──────── TE LEZEN FRAGMENT ────────
Peter Strickland
31-01-2013 12:30 Pathé 7
Omdat ik regisseur Peter Strickland heb geïnterviewd, heb ik Berberian Sound Studio twee keer gezien. En dan wordt bevestigd wat ik de eerste keer óók al vond: dit is een heel bijzondere film. Ik moet het dan ook oneens zijn met het oordeel van collega Marinus de Ruiter: het is wat mij betreft één van de hoogtepunten van dit IFFR. De film zit vol kleine details en grapjes de oplettende kijker, zoals de geluidsbanden met de mantelklok die de aan heimwee lijdende Gilderoy afdraait, en de onbedoelde woordgrapjes in de brieven van zijn moeder (‘I hope you’re coping allright with the food down there’).
Strickland besloot om regisseur te worden na het zien (en hóren) van Eraserhead, en het is dan ook niet verwonderlijk dat BSS - meer nog dan het een ode is aan de Italiaanse giallo - de sfeer ademt van het werk van David Lynch (er is natuurlijk wel een directe lijn te trekken van bijvoorbeeld Dario Argento’s Suspiria naar de droomwerelden van Lynch). Voor wie hem op het festival gemist heeft: de film zal eind april uitgebracht worden in de Nederlandse filmhuizen. Het interview met Strickland kunt tezijnertijd in Zone lezen.
──────── GEGEVEN INFORMATIE ────────
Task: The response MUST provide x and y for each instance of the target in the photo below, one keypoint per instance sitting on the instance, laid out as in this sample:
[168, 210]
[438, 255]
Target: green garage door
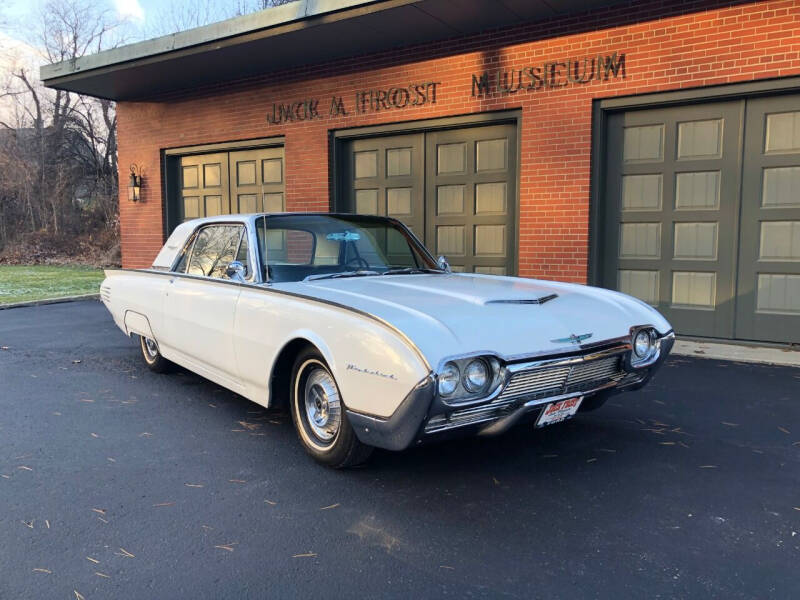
[455, 189]
[702, 217]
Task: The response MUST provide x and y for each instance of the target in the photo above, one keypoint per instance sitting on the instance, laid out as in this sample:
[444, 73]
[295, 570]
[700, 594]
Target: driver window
[214, 249]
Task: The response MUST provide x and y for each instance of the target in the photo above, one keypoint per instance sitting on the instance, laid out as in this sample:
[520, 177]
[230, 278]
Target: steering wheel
[360, 263]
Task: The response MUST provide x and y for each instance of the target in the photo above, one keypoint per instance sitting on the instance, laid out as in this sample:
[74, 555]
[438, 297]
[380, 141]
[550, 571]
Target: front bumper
[422, 417]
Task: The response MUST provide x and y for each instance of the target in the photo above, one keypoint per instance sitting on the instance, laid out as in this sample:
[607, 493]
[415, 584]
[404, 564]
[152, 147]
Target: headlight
[642, 343]
[476, 376]
[448, 379]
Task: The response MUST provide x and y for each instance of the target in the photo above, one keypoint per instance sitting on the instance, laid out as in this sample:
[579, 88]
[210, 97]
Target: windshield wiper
[360, 273]
[409, 271]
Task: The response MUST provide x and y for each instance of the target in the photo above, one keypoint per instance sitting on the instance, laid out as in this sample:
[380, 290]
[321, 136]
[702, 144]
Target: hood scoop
[541, 300]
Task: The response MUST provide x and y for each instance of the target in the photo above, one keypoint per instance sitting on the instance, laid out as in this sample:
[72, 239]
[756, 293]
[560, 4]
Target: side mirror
[236, 271]
[442, 263]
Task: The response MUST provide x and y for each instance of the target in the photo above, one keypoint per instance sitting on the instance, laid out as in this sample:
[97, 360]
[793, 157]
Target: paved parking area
[119, 483]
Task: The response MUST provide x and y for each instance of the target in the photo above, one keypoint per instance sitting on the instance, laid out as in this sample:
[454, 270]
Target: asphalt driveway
[119, 483]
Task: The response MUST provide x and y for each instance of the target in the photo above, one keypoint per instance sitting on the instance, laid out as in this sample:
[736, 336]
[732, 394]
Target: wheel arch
[280, 377]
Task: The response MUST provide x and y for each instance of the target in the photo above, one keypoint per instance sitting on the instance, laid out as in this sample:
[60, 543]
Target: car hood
[450, 314]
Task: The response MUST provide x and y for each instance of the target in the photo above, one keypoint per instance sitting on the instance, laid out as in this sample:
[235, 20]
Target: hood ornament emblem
[573, 339]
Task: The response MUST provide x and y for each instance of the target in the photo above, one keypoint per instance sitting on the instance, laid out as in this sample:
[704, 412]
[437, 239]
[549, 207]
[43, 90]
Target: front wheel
[152, 356]
[319, 415]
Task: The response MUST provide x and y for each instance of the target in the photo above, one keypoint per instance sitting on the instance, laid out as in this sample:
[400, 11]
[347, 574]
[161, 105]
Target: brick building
[649, 146]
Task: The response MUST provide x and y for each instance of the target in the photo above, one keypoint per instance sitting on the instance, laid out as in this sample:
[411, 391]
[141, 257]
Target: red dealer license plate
[559, 411]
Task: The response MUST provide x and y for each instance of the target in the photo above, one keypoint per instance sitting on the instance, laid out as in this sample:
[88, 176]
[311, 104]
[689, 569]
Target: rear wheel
[319, 414]
[152, 356]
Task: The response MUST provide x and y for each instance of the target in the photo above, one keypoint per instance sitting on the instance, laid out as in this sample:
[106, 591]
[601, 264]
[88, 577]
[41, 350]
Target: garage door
[701, 216]
[455, 189]
[231, 182]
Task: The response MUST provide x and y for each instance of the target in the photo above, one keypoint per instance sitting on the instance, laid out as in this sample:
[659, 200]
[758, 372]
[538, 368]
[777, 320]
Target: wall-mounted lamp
[135, 183]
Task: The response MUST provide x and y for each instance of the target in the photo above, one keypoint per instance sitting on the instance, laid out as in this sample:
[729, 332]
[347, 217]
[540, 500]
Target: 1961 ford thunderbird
[350, 323]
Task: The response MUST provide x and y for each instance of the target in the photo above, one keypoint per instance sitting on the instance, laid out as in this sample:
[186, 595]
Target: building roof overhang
[300, 33]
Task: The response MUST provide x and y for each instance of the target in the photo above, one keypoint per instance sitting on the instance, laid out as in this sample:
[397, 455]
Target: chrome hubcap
[150, 347]
[323, 408]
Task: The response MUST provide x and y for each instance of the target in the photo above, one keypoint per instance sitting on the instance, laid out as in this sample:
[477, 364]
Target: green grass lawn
[23, 284]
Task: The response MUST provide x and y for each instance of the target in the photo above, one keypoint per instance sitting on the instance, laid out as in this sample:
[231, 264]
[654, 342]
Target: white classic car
[350, 323]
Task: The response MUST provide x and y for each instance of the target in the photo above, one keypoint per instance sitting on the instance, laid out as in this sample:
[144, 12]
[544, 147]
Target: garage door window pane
[452, 158]
[367, 202]
[781, 187]
[491, 155]
[641, 284]
[641, 192]
[697, 191]
[694, 290]
[211, 176]
[643, 143]
[783, 132]
[398, 162]
[450, 240]
[366, 164]
[696, 241]
[779, 294]
[700, 139]
[780, 240]
[640, 240]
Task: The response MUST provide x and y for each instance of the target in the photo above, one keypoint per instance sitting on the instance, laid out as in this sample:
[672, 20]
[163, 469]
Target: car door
[200, 304]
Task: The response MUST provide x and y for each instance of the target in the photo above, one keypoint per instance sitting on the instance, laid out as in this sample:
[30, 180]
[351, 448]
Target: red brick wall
[668, 46]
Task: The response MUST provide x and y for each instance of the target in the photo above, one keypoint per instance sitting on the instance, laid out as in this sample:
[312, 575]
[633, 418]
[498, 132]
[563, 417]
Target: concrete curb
[737, 353]
[50, 301]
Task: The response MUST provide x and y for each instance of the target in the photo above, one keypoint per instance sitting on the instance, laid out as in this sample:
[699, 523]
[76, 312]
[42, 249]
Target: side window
[243, 256]
[214, 249]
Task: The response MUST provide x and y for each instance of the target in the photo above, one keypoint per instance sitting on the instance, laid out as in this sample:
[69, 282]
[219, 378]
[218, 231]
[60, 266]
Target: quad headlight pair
[467, 378]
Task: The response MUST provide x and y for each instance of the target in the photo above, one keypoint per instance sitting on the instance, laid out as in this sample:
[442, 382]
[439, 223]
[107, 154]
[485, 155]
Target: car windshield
[311, 247]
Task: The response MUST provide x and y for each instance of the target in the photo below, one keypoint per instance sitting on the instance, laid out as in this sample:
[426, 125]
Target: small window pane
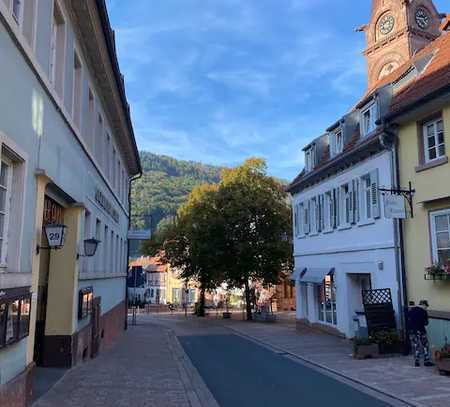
[3, 309]
[12, 322]
[25, 306]
[443, 256]
[441, 223]
[443, 240]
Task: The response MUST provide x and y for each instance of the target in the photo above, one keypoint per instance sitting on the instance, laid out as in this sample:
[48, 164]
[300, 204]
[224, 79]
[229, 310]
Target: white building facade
[343, 243]
[67, 156]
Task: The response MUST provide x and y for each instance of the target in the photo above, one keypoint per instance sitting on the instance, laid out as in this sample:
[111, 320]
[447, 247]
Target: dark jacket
[417, 320]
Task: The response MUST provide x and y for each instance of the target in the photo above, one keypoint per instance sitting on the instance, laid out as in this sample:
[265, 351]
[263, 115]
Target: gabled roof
[422, 76]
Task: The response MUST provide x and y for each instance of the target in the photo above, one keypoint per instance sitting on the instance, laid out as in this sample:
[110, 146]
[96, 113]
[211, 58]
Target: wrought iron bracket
[408, 194]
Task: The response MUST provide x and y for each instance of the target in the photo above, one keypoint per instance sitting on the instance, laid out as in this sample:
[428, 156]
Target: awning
[311, 275]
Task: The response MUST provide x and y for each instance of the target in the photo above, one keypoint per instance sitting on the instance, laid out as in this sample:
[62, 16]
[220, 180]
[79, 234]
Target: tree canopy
[235, 231]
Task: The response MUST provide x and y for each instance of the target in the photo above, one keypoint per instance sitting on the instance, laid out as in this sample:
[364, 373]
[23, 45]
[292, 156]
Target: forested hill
[164, 186]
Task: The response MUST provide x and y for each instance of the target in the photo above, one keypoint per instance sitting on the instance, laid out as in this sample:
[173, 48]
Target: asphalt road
[239, 373]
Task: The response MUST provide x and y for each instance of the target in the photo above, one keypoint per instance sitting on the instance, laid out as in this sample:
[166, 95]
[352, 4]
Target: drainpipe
[398, 226]
[130, 180]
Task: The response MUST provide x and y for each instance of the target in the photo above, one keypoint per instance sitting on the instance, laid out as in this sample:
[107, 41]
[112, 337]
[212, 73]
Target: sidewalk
[146, 368]
[394, 376]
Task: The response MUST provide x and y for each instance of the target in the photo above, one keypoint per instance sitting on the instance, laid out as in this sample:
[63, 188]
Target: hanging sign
[394, 206]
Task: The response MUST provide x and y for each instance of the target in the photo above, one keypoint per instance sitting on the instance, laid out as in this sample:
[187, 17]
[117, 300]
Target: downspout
[130, 180]
[398, 227]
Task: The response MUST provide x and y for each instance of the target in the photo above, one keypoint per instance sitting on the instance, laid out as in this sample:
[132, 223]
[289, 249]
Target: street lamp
[55, 234]
[90, 248]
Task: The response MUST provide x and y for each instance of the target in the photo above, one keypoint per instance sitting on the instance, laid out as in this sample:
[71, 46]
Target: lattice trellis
[375, 297]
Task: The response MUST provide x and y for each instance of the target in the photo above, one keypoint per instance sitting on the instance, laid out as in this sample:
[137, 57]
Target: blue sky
[218, 81]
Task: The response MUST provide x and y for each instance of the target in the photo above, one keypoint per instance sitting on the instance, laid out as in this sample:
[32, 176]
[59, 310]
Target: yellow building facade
[423, 132]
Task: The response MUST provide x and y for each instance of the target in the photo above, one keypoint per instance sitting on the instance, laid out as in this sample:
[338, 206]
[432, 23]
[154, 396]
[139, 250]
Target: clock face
[422, 18]
[386, 24]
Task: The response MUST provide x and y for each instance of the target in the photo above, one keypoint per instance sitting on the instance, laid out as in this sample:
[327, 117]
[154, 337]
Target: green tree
[256, 216]
[194, 243]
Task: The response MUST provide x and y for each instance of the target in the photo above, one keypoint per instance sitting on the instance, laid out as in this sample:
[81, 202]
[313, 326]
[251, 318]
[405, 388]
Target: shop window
[14, 316]
[434, 143]
[85, 303]
[326, 300]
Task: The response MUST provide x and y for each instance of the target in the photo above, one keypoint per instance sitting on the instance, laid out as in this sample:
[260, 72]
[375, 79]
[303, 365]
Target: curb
[307, 361]
[196, 389]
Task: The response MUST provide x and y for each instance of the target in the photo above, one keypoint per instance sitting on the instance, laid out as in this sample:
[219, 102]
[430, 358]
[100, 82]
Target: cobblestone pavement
[394, 376]
[142, 370]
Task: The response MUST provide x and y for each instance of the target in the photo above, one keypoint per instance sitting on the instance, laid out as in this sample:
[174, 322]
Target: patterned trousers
[419, 341]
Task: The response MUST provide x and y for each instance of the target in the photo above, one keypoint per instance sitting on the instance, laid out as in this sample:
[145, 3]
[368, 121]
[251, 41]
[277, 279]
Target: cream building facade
[67, 156]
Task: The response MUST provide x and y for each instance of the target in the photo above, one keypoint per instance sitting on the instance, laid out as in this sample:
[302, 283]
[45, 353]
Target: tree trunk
[201, 307]
[248, 303]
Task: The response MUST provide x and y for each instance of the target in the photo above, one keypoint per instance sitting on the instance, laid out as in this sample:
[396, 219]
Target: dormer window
[368, 119]
[310, 158]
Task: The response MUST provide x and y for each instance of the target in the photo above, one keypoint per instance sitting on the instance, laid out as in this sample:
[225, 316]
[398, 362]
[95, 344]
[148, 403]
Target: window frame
[426, 149]
[433, 232]
[4, 241]
[7, 298]
[85, 302]
[372, 109]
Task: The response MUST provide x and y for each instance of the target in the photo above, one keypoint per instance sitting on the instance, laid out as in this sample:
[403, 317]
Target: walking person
[418, 321]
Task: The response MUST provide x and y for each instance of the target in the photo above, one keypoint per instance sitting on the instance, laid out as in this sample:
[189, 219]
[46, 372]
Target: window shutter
[337, 201]
[296, 220]
[374, 194]
[307, 209]
[357, 200]
[332, 210]
[351, 208]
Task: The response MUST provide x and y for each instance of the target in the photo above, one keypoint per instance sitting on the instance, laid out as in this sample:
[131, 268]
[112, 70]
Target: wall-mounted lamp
[90, 248]
[55, 236]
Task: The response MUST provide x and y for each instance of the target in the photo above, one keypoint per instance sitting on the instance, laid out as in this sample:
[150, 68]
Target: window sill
[365, 222]
[432, 164]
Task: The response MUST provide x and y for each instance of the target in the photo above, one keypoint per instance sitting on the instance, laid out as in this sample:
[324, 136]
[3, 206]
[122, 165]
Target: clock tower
[397, 30]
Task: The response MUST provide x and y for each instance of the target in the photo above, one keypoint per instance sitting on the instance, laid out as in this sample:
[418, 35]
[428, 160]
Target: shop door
[95, 325]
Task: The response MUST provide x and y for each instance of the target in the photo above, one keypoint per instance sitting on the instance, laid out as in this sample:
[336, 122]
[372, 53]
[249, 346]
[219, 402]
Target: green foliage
[235, 231]
[164, 186]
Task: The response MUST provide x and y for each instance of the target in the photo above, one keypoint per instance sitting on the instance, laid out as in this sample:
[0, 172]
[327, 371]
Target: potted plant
[442, 359]
[388, 341]
[364, 348]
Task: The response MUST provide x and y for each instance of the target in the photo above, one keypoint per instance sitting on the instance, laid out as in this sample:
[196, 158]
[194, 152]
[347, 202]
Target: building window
[326, 300]
[57, 49]
[77, 89]
[440, 231]
[368, 119]
[310, 158]
[85, 299]
[15, 307]
[434, 140]
[5, 205]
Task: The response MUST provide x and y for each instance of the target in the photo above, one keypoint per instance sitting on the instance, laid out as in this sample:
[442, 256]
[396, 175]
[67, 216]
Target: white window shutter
[337, 200]
[307, 209]
[332, 211]
[374, 194]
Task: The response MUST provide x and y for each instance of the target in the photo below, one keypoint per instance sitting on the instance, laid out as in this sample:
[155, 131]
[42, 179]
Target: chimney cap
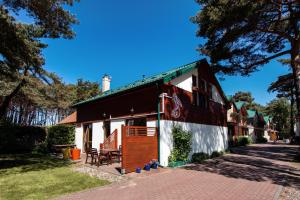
[106, 75]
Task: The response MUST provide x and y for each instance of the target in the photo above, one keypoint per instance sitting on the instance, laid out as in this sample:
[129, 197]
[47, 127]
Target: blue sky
[128, 39]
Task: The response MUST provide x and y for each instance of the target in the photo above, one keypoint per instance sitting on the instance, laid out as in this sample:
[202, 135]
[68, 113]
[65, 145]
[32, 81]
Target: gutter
[158, 121]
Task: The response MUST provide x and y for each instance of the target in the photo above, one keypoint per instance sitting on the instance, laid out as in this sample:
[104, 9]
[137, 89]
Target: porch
[138, 147]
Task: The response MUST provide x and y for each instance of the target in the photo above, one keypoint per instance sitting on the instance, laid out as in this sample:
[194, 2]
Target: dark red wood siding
[142, 100]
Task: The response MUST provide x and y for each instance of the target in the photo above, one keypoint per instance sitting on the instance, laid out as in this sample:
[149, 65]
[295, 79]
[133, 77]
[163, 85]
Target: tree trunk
[296, 75]
[292, 132]
[7, 99]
────────
◆ **OPDRACHTEN**:
**1.** Typ uit de tekst over Berberian Sound Studio het deel over van "Strickland besloot om" tot en met "in Zone lezen.".
**2.** Welke film bracht Peter Strickland volgens de tekst over Berberian Sound Studio tot het besluit om regisseur te worden?
Het materiaal speelt hierbij geen rol.

◆ **ANTWOORDEN PER OPDRACHT**:
**1.**
Strickland besloot om regisseur te worden na het zien (en hóren) van Eraserhead, en het is dan ook niet verwonderlijk dat BSS - meer nog dan het een ode is aan de Italiaanse giallo - de sfeer ademt van het werk van David Lynch (er is natuurlijk wel een directe lijn te trekken van bijvoorbeeld Dario Argento’s Suspiria naar de droomwerelden van Lynch). Voor wie hem op het festival gemist heeft: de film zal eind april uitgebracht worden in de Nederlandse filmhuizen. Het interview met Strickland kunt tezijnertijd in Zone lezen.

**2.** Eraserhead